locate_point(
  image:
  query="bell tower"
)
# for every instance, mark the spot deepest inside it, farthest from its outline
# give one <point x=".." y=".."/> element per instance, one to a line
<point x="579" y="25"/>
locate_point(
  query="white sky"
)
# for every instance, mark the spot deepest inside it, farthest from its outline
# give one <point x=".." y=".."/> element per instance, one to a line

——————

> [Work item] The required response is a complete, exact copy of the records.

> [Expected output]
locate_point(
  image:
  query="bell tower"
)
# for every instance, mark the spot deepest inside it, farthest from its outline
# give one <point x=".." y=".."/> element per instance, one to a line
<point x="579" y="25"/>
locate_point(
  query="white sky"
)
# for every instance, mark the spot deepest inside it, farthest from its outline
# give one <point x=".." y=".."/> element per instance, one to a line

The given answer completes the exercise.